#### EXERCISE GOAL:
Gather every line in the rows below that contains the word "floor" and copy each one out.

(Excerpt from a dataset)

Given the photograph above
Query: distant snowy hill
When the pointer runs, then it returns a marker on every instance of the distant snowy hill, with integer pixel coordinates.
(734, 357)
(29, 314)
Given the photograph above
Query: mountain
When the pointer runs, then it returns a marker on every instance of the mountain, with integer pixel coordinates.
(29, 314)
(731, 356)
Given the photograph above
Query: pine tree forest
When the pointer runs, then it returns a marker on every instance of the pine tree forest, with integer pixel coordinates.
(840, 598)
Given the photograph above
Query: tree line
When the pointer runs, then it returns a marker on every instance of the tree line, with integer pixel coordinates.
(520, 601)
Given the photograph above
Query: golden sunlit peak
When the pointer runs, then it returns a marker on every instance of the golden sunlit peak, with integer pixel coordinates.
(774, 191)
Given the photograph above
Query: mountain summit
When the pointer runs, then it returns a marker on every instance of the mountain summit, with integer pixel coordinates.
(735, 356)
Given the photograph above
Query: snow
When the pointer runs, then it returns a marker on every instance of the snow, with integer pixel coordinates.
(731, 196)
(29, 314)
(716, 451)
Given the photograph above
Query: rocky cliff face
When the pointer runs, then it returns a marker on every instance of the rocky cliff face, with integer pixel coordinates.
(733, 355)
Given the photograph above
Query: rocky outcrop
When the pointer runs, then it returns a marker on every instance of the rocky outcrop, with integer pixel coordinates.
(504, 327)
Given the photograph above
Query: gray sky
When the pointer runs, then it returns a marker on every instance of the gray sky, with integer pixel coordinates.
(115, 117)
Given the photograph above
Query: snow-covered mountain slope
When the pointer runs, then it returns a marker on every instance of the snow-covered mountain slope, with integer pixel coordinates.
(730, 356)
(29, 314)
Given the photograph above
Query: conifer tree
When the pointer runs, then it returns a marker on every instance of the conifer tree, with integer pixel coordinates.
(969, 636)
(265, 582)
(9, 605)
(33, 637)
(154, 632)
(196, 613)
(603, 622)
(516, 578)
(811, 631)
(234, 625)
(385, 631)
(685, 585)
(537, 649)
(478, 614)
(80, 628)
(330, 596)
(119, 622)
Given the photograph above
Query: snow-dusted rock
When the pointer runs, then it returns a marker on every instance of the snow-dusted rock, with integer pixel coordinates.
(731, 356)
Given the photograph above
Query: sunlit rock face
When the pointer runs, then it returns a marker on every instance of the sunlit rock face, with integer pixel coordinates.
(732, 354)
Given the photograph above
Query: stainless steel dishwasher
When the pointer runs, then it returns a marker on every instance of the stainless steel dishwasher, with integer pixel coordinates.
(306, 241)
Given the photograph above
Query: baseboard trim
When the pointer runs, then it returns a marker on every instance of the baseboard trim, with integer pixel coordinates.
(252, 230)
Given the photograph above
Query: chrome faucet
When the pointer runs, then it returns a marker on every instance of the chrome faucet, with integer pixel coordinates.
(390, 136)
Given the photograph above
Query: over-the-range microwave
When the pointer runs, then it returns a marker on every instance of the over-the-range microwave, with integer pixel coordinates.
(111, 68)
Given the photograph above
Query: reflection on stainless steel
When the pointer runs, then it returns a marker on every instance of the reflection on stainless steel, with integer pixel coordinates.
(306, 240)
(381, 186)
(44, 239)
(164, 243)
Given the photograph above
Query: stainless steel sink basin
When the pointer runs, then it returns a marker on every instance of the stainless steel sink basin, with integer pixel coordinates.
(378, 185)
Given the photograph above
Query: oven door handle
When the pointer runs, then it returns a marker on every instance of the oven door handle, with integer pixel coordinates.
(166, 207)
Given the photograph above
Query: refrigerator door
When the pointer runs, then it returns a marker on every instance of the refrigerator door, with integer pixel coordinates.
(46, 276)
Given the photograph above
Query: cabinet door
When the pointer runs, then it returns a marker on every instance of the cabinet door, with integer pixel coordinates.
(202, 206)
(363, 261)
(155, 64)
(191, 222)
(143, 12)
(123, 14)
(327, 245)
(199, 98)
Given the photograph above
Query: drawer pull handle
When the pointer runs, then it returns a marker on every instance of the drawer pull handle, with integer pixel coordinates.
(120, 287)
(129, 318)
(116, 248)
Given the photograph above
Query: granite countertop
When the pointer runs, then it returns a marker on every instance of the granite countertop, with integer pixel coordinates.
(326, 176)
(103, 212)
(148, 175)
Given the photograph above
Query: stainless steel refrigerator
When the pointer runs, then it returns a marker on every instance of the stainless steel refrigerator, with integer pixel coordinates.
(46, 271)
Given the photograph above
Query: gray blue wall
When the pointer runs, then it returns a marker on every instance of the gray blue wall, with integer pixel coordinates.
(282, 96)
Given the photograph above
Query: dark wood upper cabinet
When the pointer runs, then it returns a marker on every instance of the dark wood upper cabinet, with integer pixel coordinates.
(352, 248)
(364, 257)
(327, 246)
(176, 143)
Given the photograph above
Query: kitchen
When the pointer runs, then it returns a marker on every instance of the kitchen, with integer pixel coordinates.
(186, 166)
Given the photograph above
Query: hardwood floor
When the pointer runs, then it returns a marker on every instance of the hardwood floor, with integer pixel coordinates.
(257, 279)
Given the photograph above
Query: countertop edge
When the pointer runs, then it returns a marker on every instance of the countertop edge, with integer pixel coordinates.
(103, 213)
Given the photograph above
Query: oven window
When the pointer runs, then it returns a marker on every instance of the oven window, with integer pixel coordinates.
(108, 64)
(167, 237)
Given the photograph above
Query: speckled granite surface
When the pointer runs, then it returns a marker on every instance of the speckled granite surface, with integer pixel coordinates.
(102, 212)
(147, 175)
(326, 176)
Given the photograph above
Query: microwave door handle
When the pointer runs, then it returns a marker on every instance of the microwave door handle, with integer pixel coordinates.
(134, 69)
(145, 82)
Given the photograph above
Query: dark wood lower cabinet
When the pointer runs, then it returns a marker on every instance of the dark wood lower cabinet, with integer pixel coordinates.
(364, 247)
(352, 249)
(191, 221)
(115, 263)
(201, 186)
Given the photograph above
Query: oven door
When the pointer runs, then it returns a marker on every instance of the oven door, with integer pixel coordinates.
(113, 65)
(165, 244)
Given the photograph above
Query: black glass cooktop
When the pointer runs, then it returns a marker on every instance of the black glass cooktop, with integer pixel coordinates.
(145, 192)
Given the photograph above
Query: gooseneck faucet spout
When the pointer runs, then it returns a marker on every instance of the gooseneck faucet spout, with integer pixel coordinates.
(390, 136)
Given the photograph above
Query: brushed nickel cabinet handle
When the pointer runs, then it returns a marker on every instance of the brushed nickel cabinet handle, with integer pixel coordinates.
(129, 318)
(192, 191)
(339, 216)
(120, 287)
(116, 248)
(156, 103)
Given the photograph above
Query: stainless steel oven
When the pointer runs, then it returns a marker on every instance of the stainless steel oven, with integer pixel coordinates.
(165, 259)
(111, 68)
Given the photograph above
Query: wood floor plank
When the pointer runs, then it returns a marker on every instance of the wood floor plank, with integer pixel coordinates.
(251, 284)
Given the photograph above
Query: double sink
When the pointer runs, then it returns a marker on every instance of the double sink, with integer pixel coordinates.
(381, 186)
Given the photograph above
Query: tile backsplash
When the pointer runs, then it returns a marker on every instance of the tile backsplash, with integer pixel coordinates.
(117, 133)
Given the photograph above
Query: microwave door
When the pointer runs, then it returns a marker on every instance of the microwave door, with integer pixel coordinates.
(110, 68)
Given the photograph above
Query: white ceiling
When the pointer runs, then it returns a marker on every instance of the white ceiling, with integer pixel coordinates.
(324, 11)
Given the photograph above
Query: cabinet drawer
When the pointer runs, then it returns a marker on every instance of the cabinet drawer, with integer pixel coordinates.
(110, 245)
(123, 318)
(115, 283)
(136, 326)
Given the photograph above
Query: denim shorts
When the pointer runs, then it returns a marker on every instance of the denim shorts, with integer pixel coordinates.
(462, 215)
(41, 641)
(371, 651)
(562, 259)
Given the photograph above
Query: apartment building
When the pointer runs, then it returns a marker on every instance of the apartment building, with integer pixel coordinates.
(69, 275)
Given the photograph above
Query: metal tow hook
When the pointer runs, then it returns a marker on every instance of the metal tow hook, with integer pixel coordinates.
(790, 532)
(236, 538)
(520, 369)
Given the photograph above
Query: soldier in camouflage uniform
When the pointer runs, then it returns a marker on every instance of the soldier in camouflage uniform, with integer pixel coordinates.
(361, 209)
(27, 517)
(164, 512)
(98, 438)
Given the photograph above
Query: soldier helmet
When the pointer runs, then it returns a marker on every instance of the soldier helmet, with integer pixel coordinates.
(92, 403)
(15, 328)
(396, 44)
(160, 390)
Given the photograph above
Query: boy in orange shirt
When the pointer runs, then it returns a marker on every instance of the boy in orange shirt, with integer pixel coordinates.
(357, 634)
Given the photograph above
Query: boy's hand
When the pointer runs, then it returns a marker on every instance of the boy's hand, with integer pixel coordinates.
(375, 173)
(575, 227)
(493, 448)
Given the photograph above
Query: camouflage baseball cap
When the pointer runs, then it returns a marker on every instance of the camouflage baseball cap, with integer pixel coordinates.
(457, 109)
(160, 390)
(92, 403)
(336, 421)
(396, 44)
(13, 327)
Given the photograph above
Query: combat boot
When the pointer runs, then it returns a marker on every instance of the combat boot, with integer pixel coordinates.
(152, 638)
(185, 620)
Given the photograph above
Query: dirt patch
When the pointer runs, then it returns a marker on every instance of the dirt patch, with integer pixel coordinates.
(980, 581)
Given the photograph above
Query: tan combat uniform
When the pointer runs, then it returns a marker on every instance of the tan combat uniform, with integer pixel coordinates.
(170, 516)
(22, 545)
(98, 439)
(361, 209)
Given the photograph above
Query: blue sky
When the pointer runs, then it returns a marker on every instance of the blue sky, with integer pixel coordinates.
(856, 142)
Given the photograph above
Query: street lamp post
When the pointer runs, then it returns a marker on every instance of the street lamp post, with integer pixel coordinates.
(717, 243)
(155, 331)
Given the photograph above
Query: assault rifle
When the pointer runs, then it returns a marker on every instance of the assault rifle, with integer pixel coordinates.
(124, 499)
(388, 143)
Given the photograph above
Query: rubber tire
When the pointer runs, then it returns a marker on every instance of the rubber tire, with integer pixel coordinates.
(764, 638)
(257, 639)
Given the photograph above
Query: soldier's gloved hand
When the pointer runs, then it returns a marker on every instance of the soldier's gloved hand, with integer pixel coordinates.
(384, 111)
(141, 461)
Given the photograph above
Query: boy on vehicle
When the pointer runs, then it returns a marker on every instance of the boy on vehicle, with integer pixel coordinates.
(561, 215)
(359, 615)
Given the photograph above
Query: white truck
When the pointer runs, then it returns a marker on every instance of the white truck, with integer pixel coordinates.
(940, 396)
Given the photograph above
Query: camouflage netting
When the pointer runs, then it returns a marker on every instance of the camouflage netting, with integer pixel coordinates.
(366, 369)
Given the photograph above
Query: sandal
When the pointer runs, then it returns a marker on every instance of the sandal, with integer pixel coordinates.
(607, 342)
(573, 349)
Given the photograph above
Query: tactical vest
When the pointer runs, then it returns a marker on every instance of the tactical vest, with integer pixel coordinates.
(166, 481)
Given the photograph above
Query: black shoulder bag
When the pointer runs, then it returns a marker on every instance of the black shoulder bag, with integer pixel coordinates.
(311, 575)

#### EXERCISE ANSWER:
Query: hardwood floor
When the pointer runs, then it returns a marker on every instance of the hardwood floor, with integer pixel coordinates.
Query: wood floor plank
When the pointer runs, then it returns a marker on every instance of the wood floor plank, with integer pixel coordinates.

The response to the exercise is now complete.